### What you need to do
**1)** According to the JKD welcome thread, in what month did DeezoNeezo start training?
**2)** Retype everything in the JKD welcome thread from "## Jonathan Randall" down to "in old threads.".

### Document segment
# New to JKD and to the forum wanted to say HI.



## DeezoNeezo (Jan 15, 2006)

HI. I'm new to this and have liked reading the forum and finding out what to expect in the future of my training.  Thanks.


----------



## swiftpete (Jan 15, 2006)

Hey there, welcome to the place and i hope you continue to enjoy it!


----------



## Andrew Green (Jan 15, 2006)

Hi, and welcome.

Have you started training yet?


----------



## terryl965 (Jan 15, 2006)

Hello and welcome
Terry


----------



## Lisa (Jan 15, 2006)

Welcome!  Happy Posting! :wavey:


----------



## Sarah (Jan 15, 2006)

Hi, glad you could join us!

Have you done Martial Arts before, or will JKD be your first?


----------



## Jonathan Randall (Jan 15, 2006)

Welcome to Martial Talk!  

Enjoy your stay and don't forget about the search function. There's a lot of good info for you in old threads.


----------



## green meanie (Jan 16, 2006)

Welcome aboard. Have fun!


----------



## MJS (Jan 16, 2006)

Welcome to the forum! Enjoy your stay!:ultracool 

Mike


----------



## Henderson (Jan 16, 2006)

Hola!


----------



## kroh (Jan 16, 2006)

Hope you enjoy your training...JKD is a lot of fun.

Regards, 
Walt


----------



## arnisador (Jan 16, 2006)

Welcome! I certainly enjoy doing JKD.


----------



## DeezoNeezo (Jan 16, 2006)

Andrew Green said:
			
		

> Hi, and welcome.
> 
> Have you started training yet?



Yeah I started in December and really love it!


----------



## Gary Crawford (Jan 16, 2006)

Welcome!! I'll be glad to help you any way I can. Just send me a pm.


----------



## ufsofpa (Feb 6, 2006)

wlcome and I hope you find all your training needs here


----------

### Data lines
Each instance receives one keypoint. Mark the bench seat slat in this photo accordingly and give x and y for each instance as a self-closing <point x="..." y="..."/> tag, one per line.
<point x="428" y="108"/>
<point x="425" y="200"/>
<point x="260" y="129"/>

### Results of the exercise
**1)** December.

**2)**
## Jonathan Randall (Jan 15, 2006)

Welcome to Martial Talk!  

Enjoy your stay and don't forget about the search function. There's a lot of good info for you in old threads.